--- Start Entries shown ---

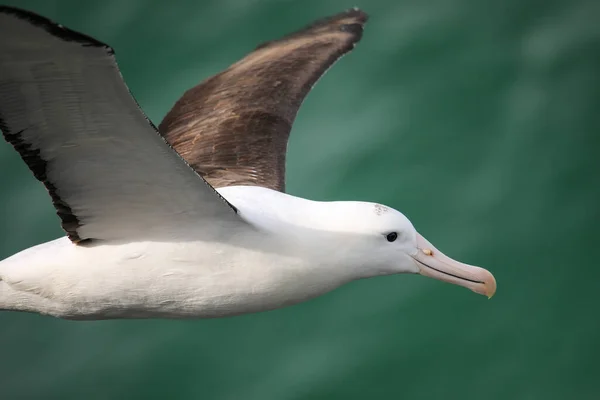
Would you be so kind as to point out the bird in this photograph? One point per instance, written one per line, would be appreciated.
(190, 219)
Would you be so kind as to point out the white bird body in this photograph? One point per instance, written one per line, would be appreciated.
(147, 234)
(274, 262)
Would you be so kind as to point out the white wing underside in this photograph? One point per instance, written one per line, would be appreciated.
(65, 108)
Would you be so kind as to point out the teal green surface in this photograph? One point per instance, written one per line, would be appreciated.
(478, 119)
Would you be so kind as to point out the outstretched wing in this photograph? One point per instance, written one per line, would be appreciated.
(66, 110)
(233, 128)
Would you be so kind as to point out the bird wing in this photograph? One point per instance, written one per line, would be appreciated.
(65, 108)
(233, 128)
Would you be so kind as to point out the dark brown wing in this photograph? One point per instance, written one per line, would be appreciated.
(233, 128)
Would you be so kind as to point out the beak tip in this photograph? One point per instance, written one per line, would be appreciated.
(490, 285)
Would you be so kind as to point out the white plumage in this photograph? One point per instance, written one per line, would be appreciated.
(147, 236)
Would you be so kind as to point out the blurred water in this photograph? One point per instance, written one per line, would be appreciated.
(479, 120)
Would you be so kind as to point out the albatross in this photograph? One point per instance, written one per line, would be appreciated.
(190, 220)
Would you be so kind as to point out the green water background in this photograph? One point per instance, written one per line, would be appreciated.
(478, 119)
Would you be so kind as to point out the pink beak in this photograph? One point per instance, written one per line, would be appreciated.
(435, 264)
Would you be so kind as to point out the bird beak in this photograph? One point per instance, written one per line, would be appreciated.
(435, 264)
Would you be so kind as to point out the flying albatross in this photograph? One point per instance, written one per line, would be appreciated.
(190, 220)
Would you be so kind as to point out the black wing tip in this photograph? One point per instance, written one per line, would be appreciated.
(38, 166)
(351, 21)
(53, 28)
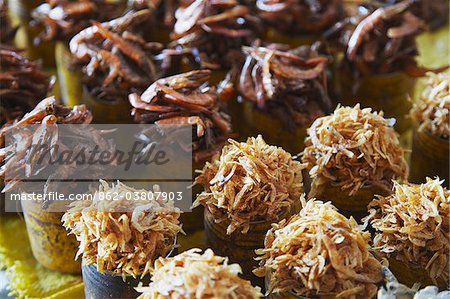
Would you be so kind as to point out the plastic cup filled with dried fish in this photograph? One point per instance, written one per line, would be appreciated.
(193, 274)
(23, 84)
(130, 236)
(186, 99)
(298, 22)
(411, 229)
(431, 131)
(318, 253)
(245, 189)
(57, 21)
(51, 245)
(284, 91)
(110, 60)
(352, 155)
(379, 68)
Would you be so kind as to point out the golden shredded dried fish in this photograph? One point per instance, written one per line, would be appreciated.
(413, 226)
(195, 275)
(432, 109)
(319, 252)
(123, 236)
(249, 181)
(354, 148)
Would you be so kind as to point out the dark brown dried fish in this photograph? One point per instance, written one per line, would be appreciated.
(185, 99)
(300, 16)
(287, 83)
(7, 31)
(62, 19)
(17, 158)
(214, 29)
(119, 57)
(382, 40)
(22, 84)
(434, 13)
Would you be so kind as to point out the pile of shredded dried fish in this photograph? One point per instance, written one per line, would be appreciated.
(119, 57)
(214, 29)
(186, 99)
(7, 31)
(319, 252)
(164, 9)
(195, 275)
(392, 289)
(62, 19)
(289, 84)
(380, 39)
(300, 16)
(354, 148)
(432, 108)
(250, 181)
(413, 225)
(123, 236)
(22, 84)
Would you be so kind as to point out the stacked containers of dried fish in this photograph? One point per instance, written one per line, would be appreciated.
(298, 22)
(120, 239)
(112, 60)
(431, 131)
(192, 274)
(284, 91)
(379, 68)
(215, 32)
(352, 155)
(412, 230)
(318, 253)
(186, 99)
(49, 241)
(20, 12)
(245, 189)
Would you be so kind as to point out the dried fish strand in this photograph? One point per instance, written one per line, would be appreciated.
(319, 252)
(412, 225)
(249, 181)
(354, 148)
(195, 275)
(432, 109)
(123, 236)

--- End Entries shown ---
--- Start Entries shown ---

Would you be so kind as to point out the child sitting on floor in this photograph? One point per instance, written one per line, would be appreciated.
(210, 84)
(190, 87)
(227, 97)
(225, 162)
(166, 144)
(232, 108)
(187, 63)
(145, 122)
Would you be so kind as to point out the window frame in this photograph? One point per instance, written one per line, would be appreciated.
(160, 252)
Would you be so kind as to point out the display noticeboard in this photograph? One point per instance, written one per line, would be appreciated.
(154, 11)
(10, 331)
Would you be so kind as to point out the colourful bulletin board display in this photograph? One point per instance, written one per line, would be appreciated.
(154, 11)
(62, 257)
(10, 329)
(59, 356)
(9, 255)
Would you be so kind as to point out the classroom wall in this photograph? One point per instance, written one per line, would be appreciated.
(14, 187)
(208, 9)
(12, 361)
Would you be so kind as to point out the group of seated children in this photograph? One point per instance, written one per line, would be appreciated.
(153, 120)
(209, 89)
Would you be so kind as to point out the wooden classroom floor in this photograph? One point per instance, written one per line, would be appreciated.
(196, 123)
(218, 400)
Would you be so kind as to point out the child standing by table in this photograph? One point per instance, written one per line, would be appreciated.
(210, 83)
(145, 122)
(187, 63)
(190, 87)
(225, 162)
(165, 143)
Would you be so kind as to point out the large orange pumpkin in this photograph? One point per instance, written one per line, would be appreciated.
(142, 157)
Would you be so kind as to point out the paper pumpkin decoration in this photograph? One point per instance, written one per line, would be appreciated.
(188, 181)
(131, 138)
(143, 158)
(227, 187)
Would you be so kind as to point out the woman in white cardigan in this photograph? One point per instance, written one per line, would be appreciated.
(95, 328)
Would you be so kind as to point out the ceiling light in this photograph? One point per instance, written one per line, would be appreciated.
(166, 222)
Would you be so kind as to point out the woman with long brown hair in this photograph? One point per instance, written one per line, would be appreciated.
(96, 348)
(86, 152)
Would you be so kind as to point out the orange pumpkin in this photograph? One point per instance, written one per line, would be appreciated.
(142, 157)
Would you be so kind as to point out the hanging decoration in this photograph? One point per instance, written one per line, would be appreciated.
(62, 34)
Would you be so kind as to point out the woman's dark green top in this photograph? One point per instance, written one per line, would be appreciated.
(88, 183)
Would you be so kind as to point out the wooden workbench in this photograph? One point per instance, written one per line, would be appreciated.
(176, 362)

--- End Entries shown ---

Exercise goal ::
Please find every line in the entries above that contains the word "classroom", and copy each of those lines.

Response ::
Would you be so kind as to point out the classroom wall in this photograph? One point per instance, written one per line, would be appreciated.
Would you be so kind as to point out the wooden classroom floor in this photograph? One point per instance, written one per line, would be appreciated.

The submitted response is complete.